A week ago, Mt. Calvary decided to cancel face-to-face worship services for a few weeks. At the time, it may have seemed premature or alarmist. Today, I think the only Church services in Milwaukee were online. The speed at which all of this is happening is really astounding.
This past week has been difficult – it is hard to focus, to stay productive, and to know what should receive most of my attention. I have a kind of “mental fog” about what to do next. Some of this, I believe, is the process of adjusting to a new pace and flow for work, family, and my spiritual life.
Talking to others, I hear about the same “mental fog” and a feeling of not being as productive as we would like. Things just aren’t “normal” right now. Too many things have changed too quickly.
Here is what is helpful to me as I begin a new week:
- God is in control and I’m not. I’m learning again to depend on Him for my significance and not on what I get done.
- Jesus died to redeem me from the consequences of my sin, and He can redeem my days in a mental fog.
- I am blessed beyond what I can imagine and certainly what I deserve.

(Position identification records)
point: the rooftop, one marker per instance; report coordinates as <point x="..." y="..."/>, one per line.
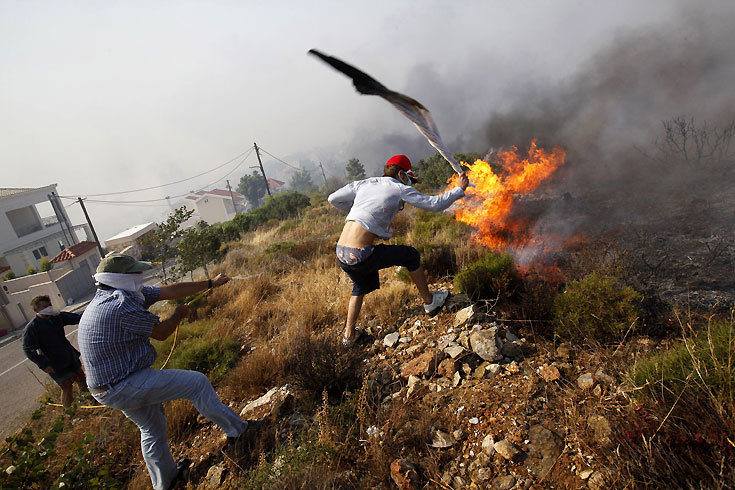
<point x="216" y="192"/>
<point x="74" y="251"/>
<point x="11" y="191"/>
<point x="131" y="231"/>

What this exercise asks -
a. Condense the paragraph of the reflection beginning "This past week has been difficult" into a shorter version that keeps its main facts.
b. From the reflection, pull out the stretch from "- Jesus died" through "what I deserve." word for word.

Expected outputs -
a. The past week was hard: focusing, staying productive, and deciding what deserved the most attention were all difficult, leaving a "mental fog" about what to do next. Part of this likely comes from adjusting to a new pace for work, family, and spiritual life.

b.
- Jesus died to redeem me from the consequences of my sin, and He can redeem my days in a mental fog.
- I am blessed beyond what I can imagine and certainly what I deserve.